__REQUIREMENTS__: Reproduce the full listing below word for word. Leave out the pictures.

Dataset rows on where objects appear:
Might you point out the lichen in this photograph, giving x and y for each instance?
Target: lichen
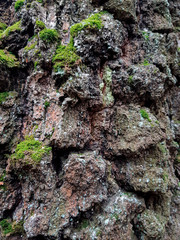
(8, 59)
(32, 148)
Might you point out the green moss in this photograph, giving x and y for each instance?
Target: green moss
(66, 56)
(46, 104)
(3, 97)
(32, 46)
(2, 179)
(106, 87)
(145, 115)
(165, 176)
(9, 228)
(48, 35)
(94, 21)
(84, 224)
(162, 148)
(15, 27)
(130, 79)
(18, 228)
(40, 24)
(18, 4)
(98, 233)
(145, 35)
(35, 65)
(146, 63)
(33, 148)
(3, 26)
(6, 226)
(8, 59)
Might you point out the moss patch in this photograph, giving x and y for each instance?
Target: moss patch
(66, 56)
(31, 147)
(12, 228)
(15, 27)
(48, 35)
(40, 24)
(145, 115)
(6, 226)
(32, 46)
(5, 95)
(8, 59)
(94, 21)
(18, 5)
(46, 104)
(2, 180)
(3, 26)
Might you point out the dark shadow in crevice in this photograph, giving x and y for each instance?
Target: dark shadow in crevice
(59, 157)
(41, 237)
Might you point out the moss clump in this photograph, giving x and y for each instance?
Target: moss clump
(46, 104)
(40, 24)
(2, 180)
(9, 228)
(66, 56)
(48, 35)
(32, 148)
(8, 59)
(94, 21)
(6, 226)
(18, 4)
(3, 97)
(18, 227)
(130, 79)
(32, 46)
(146, 63)
(84, 224)
(15, 27)
(3, 26)
(145, 115)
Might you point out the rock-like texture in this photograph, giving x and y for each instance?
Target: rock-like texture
(89, 120)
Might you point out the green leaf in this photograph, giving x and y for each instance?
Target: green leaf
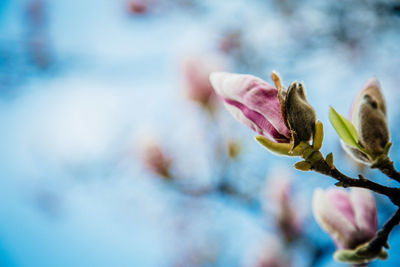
(318, 135)
(344, 128)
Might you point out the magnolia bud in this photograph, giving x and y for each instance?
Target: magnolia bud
(350, 217)
(154, 158)
(368, 115)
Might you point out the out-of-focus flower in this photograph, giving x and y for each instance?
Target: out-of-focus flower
(269, 254)
(139, 7)
(279, 115)
(233, 148)
(155, 159)
(196, 71)
(231, 42)
(368, 114)
(350, 217)
(279, 200)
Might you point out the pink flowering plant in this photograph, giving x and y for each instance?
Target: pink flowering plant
(287, 124)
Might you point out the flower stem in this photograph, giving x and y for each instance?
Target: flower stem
(320, 165)
(385, 165)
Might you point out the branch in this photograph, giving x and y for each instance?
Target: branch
(385, 165)
(382, 235)
(318, 164)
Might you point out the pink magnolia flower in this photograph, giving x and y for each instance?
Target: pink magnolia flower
(350, 217)
(368, 114)
(253, 102)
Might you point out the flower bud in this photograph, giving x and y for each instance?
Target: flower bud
(368, 114)
(300, 114)
(253, 102)
(350, 217)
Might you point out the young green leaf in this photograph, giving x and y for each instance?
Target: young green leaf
(344, 128)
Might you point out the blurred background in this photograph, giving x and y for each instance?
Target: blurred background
(114, 151)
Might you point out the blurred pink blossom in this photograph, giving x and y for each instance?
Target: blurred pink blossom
(155, 159)
(350, 217)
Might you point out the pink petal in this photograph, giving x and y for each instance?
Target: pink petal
(341, 200)
(331, 218)
(365, 211)
(256, 100)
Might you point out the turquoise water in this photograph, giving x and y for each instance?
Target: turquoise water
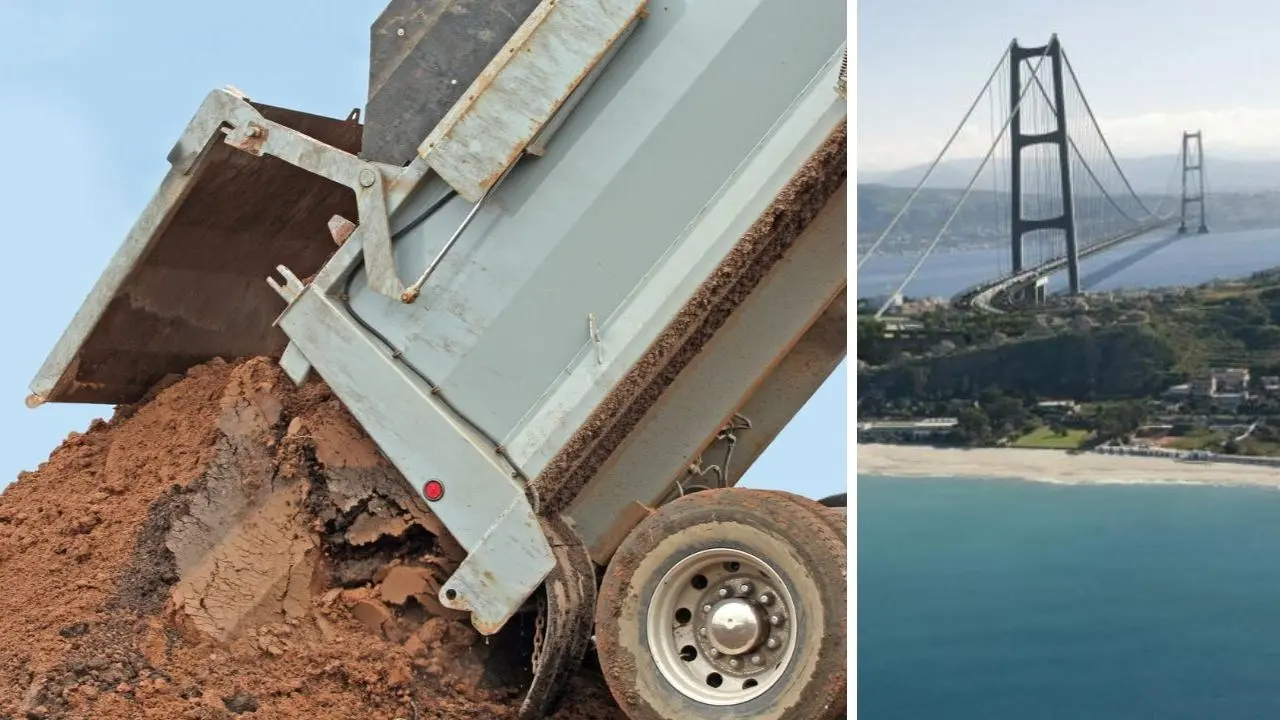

__RESPONSE__:
Might you point out the lichen in this photograph, giving x and y for each instance?
Target: lichen
(8, 59)
(32, 148)
Might you point out the green moss in this photograph, giving x and y for each instance?
Target: green moss
(66, 56)
(46, 104)
(3, 97)
(32, 46)
(2, 179)
(106, 87)
(145, 115)
(165, 176)
(9, 228)
(48, 35)
(94, 21)
(84, 224)
(162, 148)
(15, 27)
(130, 79)
(18, 228)
(40, 24)
(18, 4)
(98, 233)
(145, 35)
(35, 65)
(146, 63)
(33, 148)
(3, 26)
(6, 226)
(8, 59)
Might you point out the moss patch in this photograph, giving x and y for each instance?
Target: moss patch
(66, 56)
(31, 147)
(12, 228)
(15, 27)
(48, 35)
(40, 24)
(145, 115)
(6, 226)
(32, 46)
(5, 95)
(8, 59)
(94, 21)
(18, 5)
(46, 104)
(2, 180)
(3, 26)
Might you point out the dark shadow in crevice in this photograph, giving x and y for each instance?
Target: dark shadow in crevice
(59, 157)
(41, 237)
Might you point out the moss clump in this photograph, giving x and y for each instance?
Target: moss clump
(46, 104)
(40, 24)
(2, 180)
(9, 228)
(66, 56)
(48, 35)
(32, 148)
(8, 59)
(94, 21)
(6, 226)
(18, 4)
(3, 97)
(18, 227)
(130, 79)
(32, 46)
(146, 63)
(84, 224)
(15, 27)
(3, 26)
(145, 115)
Might you point out the rock-like texture in this photograph, giving x and y for each instance?
Target: rock-like texture
(89, 120)
Might you point out the green leaf in this photograph, giving x and y for each instance?
Target: green leaf
(318, 135)
(344, 128)
Might you point out the magnolia bud in this photograph, giving x and y for each instance?
Target: magnolia bud
(350, 217)
(154, 158)
(368, 115)
Might you point out the out-of-focus flower in this photograph, giving x and y for each instance?
Target: out-of-focus flower
(269, 254)
(139, 7)
(279, 115)
(233, 148)
(155, 159)
(196, 71)
(231, 42)
(368, 114)
(350, 217)
(279, 200)
Might you point out the pink flowering plant in this photograph, giving x and y for each instance?
Target: pink flowering plant
(287, 124)
Might you point out the flower stem in this photograph, giving x and y for each instance?
Target: flower stem
(320, 165)
(385, 165)
Might you point out the branch in this photograph, giving x and y for each instance?
Target: branch
(385, 165)
(382, 235)
(318, 164)
Might you point out the pink magnolia flower in this photograph, giving x and y for each instance?
Target: pink magnolia flower
(350, 217)
(368, 114)
(253, 102)
Might you point out the flower bud in this photograph, giving x and y for each instance?
Target: flower bud
(368, 114)
(300, 114)
(253, 102)
(350, 217)
Might you point out the young green leaf in this photograph, giving x and y for each instance?
Target: young green leaf
(344, 128)
Might you point out the blurred background in this photograph, giving x and y for each instance?
Target: blurred background
(114, 151)
Might you point out the blurred pink blossom in this photograph, giving x and y for each instance?
Target: blurred pink blossom
(155, 159)
(350, 217)
Might you point out the pink petal in this photograph, giving x and y for each instance?
Target: pink petal
(341, 200)
(331, 218)
(365, 211)
(256, 100)
Might you point out the turquoise water in this photograph, giving x and y for each instance?
Target: turquoise water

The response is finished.